-------- Passage to read --------

It's similar for the army. "Perhaps we can't get those heavy mechanized forces
in there quickly, and perhaps even if we can, we can't support them
logistically the way we'd like to." Again, that challenges the dominant
culture. . . . Perhaps in the future, the army forces will screen the deep
strike assets. In fact, these formations will emphasize long-range
aviation--rocket artillery as opposed to tube artillery, and light infantry in
small formations, as opposed to mechanized infantry. Those are all difficult
operational problems to deal with. But they are also difficult cultural
problems for the services to deal with as well.
What are the dominant cultures in the army? . . .
The most dominant culture in the army is the one that emerged as a consequence
of U.S. Army operations in World War II, with Patton's famous armored forces'
dash across France and into Germany. The armored forces were the centerpiece
of standing off the Soviets in Europe during the Cold War. And certainly the
mechanized forces were so spectacularly successful in Desert Storm. Those
forces are built around armor--mechanized infantry and tube artillery, as it's
called. It's really the core culture along with an associated culture in the
air force.
General Shinseki is experimenting with a thing called the Future Combat
System (FCS). What's your opinion on . . . this effort to shift to the
future?
The more military tools you put into military systems and capabilities you can
put in the toolbox of those commanders out at Fort Lewis to help them address
these future operational challenges, the better off the army will be.
However, there's a great danger in picking any particular tool too early and
locking into that. It would be a danger for the army really to narrow down to
a few systems prematurely, especially if the threat is still low. You can make
a case that if there's an immediate danger on the horizon--then you need to
scale up and flesh out these formations.
But look at again the example of other militaries. If you have a situation
where technology is moving fast and where the future adversary is very ill
defined, there's an enormous amount of uncertainty. When is that adversary
going to go show up? Who is it going to be, and how are they going to fight?
It's hard to lock into particular systems without knowing answers to those
questions, and so what you do is you buy yourself options. You try out
different systems, different formations. They're all oriented still on solving
this problem or these operational problems.
It's the same with technology. You may want a future combat system that does
thus and thus. Will technology give that to you? How do you hedge against the
fact that it may not? What kind of alternatives are there for accomplishing
the mission? And again, can you diversify your research development test and
evaluation strategy to where you give the commander significant numbers of
prototypes, so that he can essentially fashion a toolbox that he needs to take
with him on this particular mission?
There's been criticism . . . that you really can't get revolutionary change
unless you change the division structure. So the proposal is floated to break
the phalanx, to move to a much smaller unit. . . .

--------

**Task requirements**
1. Answer these from the interview on army culture:
(a) In the emphasized formations, which kind of artillery is set against tube artillery?
(b) Whose armored forces made the famous dash across France and into Germany?
(c) What is General Shinseki experimenting with?
2. Continue the interview on army culture from its last sentence, about breaking the phalanx and moving to a much smaller unit.

-------- Given records --------

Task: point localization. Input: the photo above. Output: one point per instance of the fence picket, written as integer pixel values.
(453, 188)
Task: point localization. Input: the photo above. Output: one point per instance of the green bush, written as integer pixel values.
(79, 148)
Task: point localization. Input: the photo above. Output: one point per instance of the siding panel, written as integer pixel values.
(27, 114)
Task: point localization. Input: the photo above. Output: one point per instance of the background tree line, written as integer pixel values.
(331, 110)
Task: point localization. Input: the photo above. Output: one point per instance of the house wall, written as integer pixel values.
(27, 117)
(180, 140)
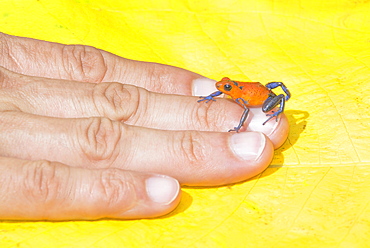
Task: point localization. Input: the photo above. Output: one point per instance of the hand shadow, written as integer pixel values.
(297, 121)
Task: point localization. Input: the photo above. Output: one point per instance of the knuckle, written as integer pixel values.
(100, 139)
(41, 183)
(192, 147)
(116, 101)
(84, 63)
(116, 189)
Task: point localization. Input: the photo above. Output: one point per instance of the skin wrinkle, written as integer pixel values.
(101, 140)
(113, 186)
(41, 186)
(87, 61)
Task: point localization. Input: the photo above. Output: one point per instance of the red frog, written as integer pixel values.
(251, 94)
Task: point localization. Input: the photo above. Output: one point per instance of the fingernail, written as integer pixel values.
(248, 145)
(162, 189)
(203, 86)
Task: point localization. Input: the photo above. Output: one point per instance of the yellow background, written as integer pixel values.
(316, 191)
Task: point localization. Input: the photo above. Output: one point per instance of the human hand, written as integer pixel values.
(87, 134)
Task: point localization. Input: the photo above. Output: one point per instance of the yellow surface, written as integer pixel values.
(316, 192)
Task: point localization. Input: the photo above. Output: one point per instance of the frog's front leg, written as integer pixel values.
(242, 103)
(210, 97)
(274, 85)
(271, 102)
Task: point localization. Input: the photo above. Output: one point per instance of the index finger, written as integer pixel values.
(88, 64)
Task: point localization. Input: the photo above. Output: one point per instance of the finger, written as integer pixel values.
(88, 64)
(130, 104)
(192, 157)
(41, 190)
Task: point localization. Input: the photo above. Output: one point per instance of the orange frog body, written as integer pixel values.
(251, 94)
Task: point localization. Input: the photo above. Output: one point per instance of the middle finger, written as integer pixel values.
(129, 104)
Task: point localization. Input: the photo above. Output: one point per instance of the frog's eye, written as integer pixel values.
(227, 87)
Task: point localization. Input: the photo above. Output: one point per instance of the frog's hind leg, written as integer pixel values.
(271, 102)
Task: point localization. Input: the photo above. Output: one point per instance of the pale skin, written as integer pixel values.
(86, 134)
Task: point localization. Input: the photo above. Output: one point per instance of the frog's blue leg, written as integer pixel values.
(242, 103)
(210, 97)
(271, 102)
(274, 85)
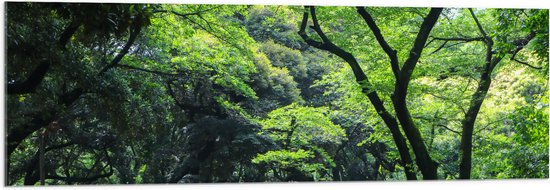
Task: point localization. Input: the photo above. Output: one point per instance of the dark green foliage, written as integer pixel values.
(140, 93)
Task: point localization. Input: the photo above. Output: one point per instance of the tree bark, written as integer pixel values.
(361, 78)
(427, 166)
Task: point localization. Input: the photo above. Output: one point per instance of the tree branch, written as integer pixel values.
(34, 79)
(131, 39)
(392, 54)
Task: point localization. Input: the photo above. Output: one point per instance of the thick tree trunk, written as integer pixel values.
(361, 78)
(468, 125)
(427, 166)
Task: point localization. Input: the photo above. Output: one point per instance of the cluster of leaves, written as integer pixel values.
(137, 93)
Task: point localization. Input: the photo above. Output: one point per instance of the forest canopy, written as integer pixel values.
(102, 93)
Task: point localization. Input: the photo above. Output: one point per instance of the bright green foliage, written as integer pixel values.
(139, 93)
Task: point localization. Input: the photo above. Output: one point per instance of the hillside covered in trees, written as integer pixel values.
(150, 93)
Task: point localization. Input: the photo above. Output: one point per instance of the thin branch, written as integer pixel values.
(526, 64)
(479, 24)
(316, 25)
(147, 70)
(392, 54)
(131, 39)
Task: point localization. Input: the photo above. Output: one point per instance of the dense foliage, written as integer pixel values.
(137, 93)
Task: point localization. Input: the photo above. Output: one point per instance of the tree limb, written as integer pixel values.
(392, 54)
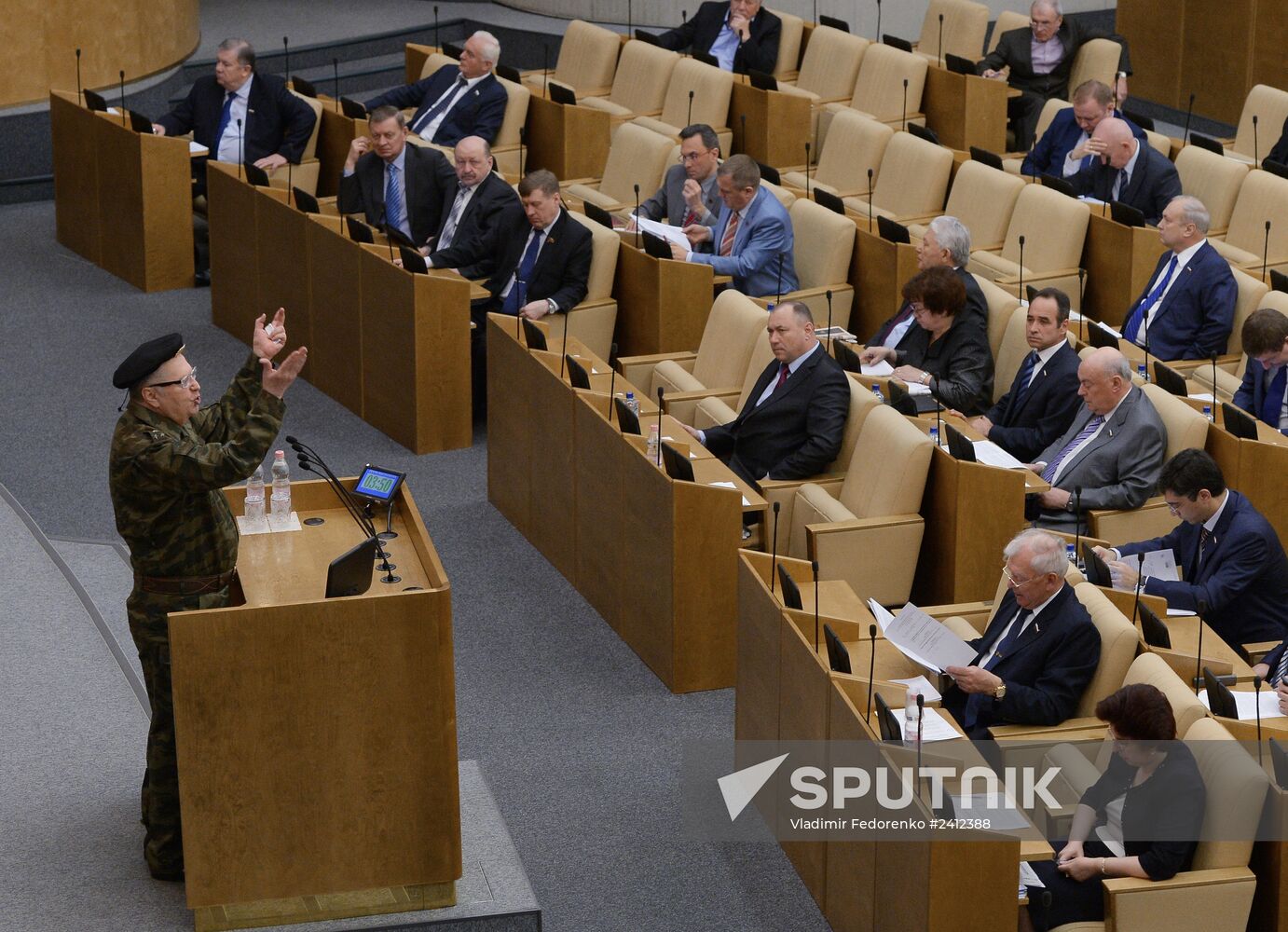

--------

**Answers for the tasks**
1.
(a) Rocket artillery.
(b) Patton's.
(c) A thing called the Future Combat System (FCS).

2.
Brigade formations are something you want to experiment with. You don't know
if they're the answer. Is that the optimum force for urban control with
eviction? Is that the optimum force for deep strike operations? That answer
can be much better determined after war gaming and experimentation. It's
putting the cart before the horse to try and determine that now.
It seems critically important to experiment with a range of formations, and not
restrict yourself to a particular kind of formation. If you look at the
history of military revolutions over the last century or so, what you typically
see is an explosion of technology enabling new forms of military operation,
both for us and our adversaries. That technology gives you military systems or
capabilities--new tools for the commander to create these opportunities, or
problems. Doctrine helps inform how we can use these new tools to optimum
effect. How can we integrate these new capabilities into existing
capabilities, allowing us to boost our effectiveness on the right kinds of
threats and challenges that we've identified?
Finally, there's the force structure issue. Can we restructure ourselves as a
fighting organization to execute this doctrine, this new way of war in an
optimal fashion? Really, what you see are four elements. Technology begetting
systems. Systems, when they accumulate in significant numbers, allowing for
new forms of conducting military operations that greatly increase
effectiveness. But the process of doing that or the doctrine, is typically the
intellectual breakthrough that's needed. And once that's identified, then how
do you restructure the formations, what's the right mix of forces . . . that
will allow us to do that?
For the army, a key part of the vision is coming to terms with just what it
means by way of transformation, and force structures is one way to focus that
kind of attention. In my discussions with army leaders, I've said, "Is your
transformation a Panzer division transformation? Is it on the scale of
blitzkrieg, where you see a new central field formation in the army that
displaces the armored division? Or is it a kind of an air assault division
innovation? Is it a major new field formation, like the air assault division
has been for the army that emerged in the 1960s and 1970s, but which doesn't
displace the dominant form of military operations? Or is it some kind of an
innovation or adaptation of existing formations that's on the periphery--
something that might be better termed innovation, as opposed to
transformation?"
What answer do you get back?
The answer I get back is, "We don't quite know." . . . But if you don't have a
vision of talking about a new formation that is, say, the centerpiece of ground
warfare or the centerpiece of urban warfare, then it's very difficult to turn
loose the enormous talent of the army officer and NCO corps to essentially
realize that vision.
So you're saying that, ultimately, you're not convinced that there is a
vision?
I certainly don't feel as though there is a clearly communicated vision.
There's not a vision that lays out, in a simple direct fashion, a compelling
case for transformation--a vision that says, "This is what is so different
about land warfare tomorrow. This is why we need to take the world's most
successful, most formidable army, and at great expense and great turmoil within
the organization, transform that force to something else."
You say that ultimately, the biggest barrier to change isn't strategic, but
intellectual.
The biggest barrier to change or transformation within the army is not fiscal.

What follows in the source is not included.